Task directions>
Every record has to be written out exactly, with no line missing.

** Opening Supplied data block **

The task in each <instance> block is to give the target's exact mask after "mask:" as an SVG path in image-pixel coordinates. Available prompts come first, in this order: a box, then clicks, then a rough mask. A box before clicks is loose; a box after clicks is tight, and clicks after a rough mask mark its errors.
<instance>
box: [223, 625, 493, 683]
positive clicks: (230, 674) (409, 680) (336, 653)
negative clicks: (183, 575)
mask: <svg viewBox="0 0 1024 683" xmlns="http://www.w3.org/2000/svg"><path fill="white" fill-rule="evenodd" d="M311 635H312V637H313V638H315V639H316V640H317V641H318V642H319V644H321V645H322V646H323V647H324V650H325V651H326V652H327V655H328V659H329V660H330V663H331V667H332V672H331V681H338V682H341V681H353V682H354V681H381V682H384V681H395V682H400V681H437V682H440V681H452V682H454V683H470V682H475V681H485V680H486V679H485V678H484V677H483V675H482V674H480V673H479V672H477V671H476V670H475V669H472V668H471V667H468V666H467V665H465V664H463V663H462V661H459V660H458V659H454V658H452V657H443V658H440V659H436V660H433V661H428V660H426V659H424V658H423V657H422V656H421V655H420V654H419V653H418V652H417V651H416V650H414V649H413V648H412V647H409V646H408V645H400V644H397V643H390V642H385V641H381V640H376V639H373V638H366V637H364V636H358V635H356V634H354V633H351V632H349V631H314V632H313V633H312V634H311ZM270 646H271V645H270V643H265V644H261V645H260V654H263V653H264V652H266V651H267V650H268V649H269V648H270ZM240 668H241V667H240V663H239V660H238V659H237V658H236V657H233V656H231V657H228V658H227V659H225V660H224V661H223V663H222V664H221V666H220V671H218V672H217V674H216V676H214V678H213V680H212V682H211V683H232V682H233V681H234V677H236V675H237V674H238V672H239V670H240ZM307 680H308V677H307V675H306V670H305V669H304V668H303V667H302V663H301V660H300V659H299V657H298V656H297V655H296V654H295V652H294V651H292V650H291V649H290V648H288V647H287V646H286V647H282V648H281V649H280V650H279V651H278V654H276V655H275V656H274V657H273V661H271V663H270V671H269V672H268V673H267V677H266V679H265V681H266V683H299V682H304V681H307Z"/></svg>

** Closing Supplied data block **

Your solution>
The task in each <instance> block is to give the target's exact mask after "mask:" as an SVG path in image-pixel coordinates. Available prompts come first, in this order: a box, then clicks, then a rough mask. A box before clicks is loose; a box after clicks is tight, and clicks after a rough mask mark its errors.
<instance>
box: [223, 625, 493, 683]
positive clicks: (230, 674) (409, 680) (336, 653)
negative clicks: (183, 575)
mask: <svg viewBox="0 0 1024 683" xmlns="http://www.w3.org/2000/svg"><path fill="white" fill-rule="evenodd" d="M311 635H312V637H313V638H315V639H316V640H317V641H318V642H319V644H321V645H322V646H323V647H324V650H325V651H326V652H327V655H328V659H329V660H330V663H331V667H332V672H331V681H338V682H341V681H353V682H354V681H381V682H384V681H395V682H400V681H437V682H440V681H452V682H454V683H470V682H475V681H485V680H486V679H485V678H484V677H483V675H482V674H480V673H479V672H477V671H476V670H475V669H472V668H471V667H468V666H467V665H465V664H463V663H462V661H459V660H458V659H454V658H452V657H443V658H440V659H436V660H433V661H428V660H426V659H424V658H423V657H422V656H421V655H420V654H419V653H418V652H417V651H416V650H414V649H413V648H412V647H409V646H408V645H400V644H397V643H390V642H385V641H381V640H376V639H373V638H366V637H364V636H358V635H356V634H354V633H351V632H349V631H314V632H313V633H312V634H311ZM270 646H271V645H270V643H265V644H261V645H260V654H263V653H264V652H266V651H267V650H268V649H269V648H270ZM240 668H241V667H240V663H239V660H238V659H237V658H236V657H233V656H231V657H228V658H227V659H225V660H224V661H223V663H222V664H221V666H220V671H218V672H217V674H216V676H214V678H213V680H212V682H211V683H232V682H233V681H234V677H236V675H237V674H238V672H239V670H240ZM307 680H308V677H307V675H306V670H305V669H304V668H303V667H302V663H301V660H300V659H299V657H298V656H297V655H296V654H295V652H294V651H292V650H291V649H290V648H288V647H287V646H286V647H282V648H281V649H280V650H279V651H278V654H276V655H275V656H274V657H273V661H271V663H270V671H269V672H268V673H267V677H266V679H265V681H266V683H299V682H304V681H307Z"/></svg>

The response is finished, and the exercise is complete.